**Provided data:**
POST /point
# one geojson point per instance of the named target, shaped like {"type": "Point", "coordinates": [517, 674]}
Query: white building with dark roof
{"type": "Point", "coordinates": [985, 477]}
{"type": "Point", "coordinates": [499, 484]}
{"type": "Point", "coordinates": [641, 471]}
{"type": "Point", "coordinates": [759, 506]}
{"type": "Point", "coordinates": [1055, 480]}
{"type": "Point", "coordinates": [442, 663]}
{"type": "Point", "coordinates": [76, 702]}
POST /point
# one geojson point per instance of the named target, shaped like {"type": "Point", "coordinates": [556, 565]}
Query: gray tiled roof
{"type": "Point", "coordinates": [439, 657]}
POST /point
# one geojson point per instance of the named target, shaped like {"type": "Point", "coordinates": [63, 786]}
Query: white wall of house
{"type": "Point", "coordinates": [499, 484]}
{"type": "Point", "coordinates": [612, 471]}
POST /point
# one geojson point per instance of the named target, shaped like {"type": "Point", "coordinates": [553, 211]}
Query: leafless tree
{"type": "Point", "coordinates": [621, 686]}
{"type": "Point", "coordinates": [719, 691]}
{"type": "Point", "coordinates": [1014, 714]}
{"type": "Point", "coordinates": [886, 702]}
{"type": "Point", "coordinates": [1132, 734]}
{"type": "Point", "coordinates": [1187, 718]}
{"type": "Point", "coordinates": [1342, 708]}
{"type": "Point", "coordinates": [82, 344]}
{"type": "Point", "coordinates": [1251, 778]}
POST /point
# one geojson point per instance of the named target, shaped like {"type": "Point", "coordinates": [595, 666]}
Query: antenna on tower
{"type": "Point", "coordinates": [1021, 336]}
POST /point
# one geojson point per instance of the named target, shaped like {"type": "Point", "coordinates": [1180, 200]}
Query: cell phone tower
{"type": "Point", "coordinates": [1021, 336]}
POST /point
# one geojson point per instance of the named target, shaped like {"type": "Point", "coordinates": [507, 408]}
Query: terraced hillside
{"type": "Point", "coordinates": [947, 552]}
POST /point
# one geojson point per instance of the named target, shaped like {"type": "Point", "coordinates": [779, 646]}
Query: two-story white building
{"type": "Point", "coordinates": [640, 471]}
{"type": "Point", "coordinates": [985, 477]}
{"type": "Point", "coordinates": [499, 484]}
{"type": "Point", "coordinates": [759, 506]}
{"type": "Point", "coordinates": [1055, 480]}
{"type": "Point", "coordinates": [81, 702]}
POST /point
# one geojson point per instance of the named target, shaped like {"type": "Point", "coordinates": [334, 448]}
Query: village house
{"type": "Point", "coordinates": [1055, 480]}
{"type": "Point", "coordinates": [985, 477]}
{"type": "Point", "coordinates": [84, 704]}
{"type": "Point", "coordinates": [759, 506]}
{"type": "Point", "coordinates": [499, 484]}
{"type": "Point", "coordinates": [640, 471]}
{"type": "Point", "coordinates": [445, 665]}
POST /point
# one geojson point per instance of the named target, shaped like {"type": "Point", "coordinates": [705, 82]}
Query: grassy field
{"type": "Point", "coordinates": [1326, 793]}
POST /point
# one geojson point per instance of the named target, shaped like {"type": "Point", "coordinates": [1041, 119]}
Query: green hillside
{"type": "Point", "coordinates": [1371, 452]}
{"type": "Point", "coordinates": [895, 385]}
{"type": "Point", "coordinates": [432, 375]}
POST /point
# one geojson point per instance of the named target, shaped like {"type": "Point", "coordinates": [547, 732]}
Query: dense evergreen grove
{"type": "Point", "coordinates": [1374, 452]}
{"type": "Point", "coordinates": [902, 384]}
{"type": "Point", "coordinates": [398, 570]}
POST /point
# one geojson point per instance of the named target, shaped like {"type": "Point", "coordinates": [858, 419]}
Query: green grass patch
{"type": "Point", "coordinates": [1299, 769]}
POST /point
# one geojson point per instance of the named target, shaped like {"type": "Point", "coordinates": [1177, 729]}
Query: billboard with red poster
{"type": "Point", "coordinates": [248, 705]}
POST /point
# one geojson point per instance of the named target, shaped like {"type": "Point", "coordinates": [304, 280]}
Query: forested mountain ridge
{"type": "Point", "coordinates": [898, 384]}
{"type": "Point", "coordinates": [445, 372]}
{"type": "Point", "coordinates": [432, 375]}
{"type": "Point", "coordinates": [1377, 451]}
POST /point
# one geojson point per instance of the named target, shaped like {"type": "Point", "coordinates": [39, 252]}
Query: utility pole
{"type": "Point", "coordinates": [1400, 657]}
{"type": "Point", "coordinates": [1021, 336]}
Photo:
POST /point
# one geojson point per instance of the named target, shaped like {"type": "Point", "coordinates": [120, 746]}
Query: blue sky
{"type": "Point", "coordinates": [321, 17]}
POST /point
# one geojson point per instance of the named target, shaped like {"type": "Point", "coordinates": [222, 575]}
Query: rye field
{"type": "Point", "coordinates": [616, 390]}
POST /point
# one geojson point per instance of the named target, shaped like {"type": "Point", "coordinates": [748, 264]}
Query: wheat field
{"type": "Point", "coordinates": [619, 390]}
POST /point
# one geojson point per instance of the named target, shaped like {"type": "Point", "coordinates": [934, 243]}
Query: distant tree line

**Written request:**
Exactly as shown, repeat every record.

**The completed task:**
POST /point
# one geojson point per instance of the named target, shaped like {"type": "Point", "coordinates": [517, 674]}
Query: white building with dark roof
{"type": "Point", "coordinates": [985, 477]}
{"type": "Point", "coordinates": [499, 484]}
{"type": "Point", "coordinates": [641, 471]}
{"type": "Point", "coordinates": [759, 506]}
{"type": "Point", "coordinates": [1055, 480]}
{"type": "Point", "coordinates": [442, 663]}
{"type": "Point", "coordinates": [76, 702]}
POST /point
# one geojson point per instance of the named target, shaped like {"type": "Point", "coordinates": [556, 565]}
Query: gray tiled roof
{"type": "Point", "coordinates": [439, 657]}
POST /point
# one geojson point per instance of the named target, shaped like {"type": "Point", "coordinates": [63, 786]}
Query: white wall of house
{"type": "Point", "coordinates": [499, 484]}
{"type": "Point", "coordinates": [612, 471]}
POST /point
# one geojson point per instance of the named target, shaped like {"type": "Point", "coordinates": [553, 211]}
Query: leafless tree
{"type": "Point", "coordinates": [621, 686]}
{"type": "Point", "coordinates": [719, 691]}
{"type": "Point", "coordinates": [1014, 714]}
{"type": "Point", "coordinates": [886, 702]}
{"type": "Point", "coordinates": [1132, 734]}
{"type": "Point", "coordinates": [1187, 718]}
{"type": "Point", "coordinates": [1342, 708]}
{"type": "Point", "coordinates": [82, 344]}
{"type": "Point", "coordinates": [1251, 778]}
POST /point
# one geojson point per instance of the named target, shaped like {"type": "Point", "coordinates": [595, 666]}
Query: antenna on tower
{"type": "Point", "coordinates": [1021, 336]}
POST /point
# one geojson point per instance of the named target, shaped like {"type": "Point", "coordinates": [1180, 200]}
Query: cell phone tower
{"type": "Point", "coordinates": [1021, 336]}
POST /point
# one geojson point per instance of the named target, shaped like {"type": "Point", "coordinates": [507, 408]}
Query: terraced hillside
{"type": "Point", "coordinates": [947, 552]}
POST /point
# one geojson point per instance of the named target, shaped like {"type": "Point", "coordinates": [779, 646]}
Query: two-story white building
{"type": "Point", "coordinates": [640, 471]}
{"type": "Point", "coordinates": [985, 477]}
{"type": "Point", "coordinates": [499, 484]}
{"type": "Point", "coordinates": [759, 506]}
{"type": "Point", "coordinates": [1055, 480]}
{"type": "Point", "coordinates": [81, 702]}
POST /point
# one geojson point per instance of the named target, shaped like {"type": "Point", "coordinates": [334, 448]}
Query: village house
{"type": "Point", "coordinates": [1055, 480]}
{"type": "Point", "coordinates": [985, 477]}
{"type": "Point", "coordinates": [84, 704]}
{"type": "Point", "coordinates": [759, 506]}
{"type": "Point", "coordinates": [499, 484]}
{"type": "Point", "coordinates": [640, 471]}
{"type": "Point", "coordinates": [445, 665]}
POST /point
# one geojson point per instance of the named target, shaped like {"type": "Point", "coordinates": [705, 82]}
Query: grassy field
{"type": "Point", "coordinates": [1326, 793]}
POST /point
# one geojson point per instance of the named target, shaped like {"type": "Point", "coordinates": [1041, 119]}
Query: green hillside
{"type": "Point", "coordinates": [1371, 452]}
{"type": "Point", "coordinates": [895, 385]}
{"type": "Point", "coordinates": [432, 375]}
POST /point
# one geojson point per instance of the named target, shaped like {"type": "Point", "coordinates": [547, 732]}
Query: dense evergreen grove
{"type": "Point", "coordinates": [1374, 452]}
{"type": "Point", "coordinates": [902, 384]}
{"type": "Point", "coordinates": [398, 570]}
POST /point
# one geojson point per instance of the named target, shaped like {"type": "Point", "coordinates": [858, 419]}
Query: green grass patch
{"type": "Point", "coordinates": [1299, 769]}
POST /point
# one geojson point per instance of the named target, shaped like {"type": "Point", "coordinates": [1177, 729]}
Query: billboard with red poster
{"type": "Point", "coordinates": [248, 705]}
POST /point
# one geojson point per instance of the named target, shaped like {"type": "Point", "coordinates": [304, 280]}
Query: forested mountain ridge
{"type": "Point", "coordinates": [898, 384]}
{"type": "Point", "coordinates": [445, 372]}
{"type": "Point", "coordinates": [432, 375]}
{"type": "Point", "coordinates": [1377, 451]}
POST /point
# one geojson point per instance of the named target, shaped like {"type": "Point", "coordinates": [39, 252]}
Query: utility pole
{"type": "Point", "coordinates": [1400, 657]}
{"type": "Point", "coordinates": [1021, 336]}
Photo:
POST /point
# one geojson point per instance of the named target, shaped like {"type": "Point", "coordinates": [120, 746]}
Query: blue sky
{"type": "Point", "coordinates": [321, 17]}
POST /point
# one geojson point per instance of the named target, shaped like {"type": "Point", "coordinates": [222, 575]}
Query: rye field
{"type": "Point", "coordinates": [616, 390]}
POST /point
# one geojson point per instance of the named target, shaped like {"type": "Point", "coordinates": [748, 264]}
Query: wheat field
{"type": "Point", "coordinates": [619, 390]}
POST /point
# one geojson point per instance of the named target, shaped like {"type": "Point", "coordinates": [934, 243]}
Query: distant tree line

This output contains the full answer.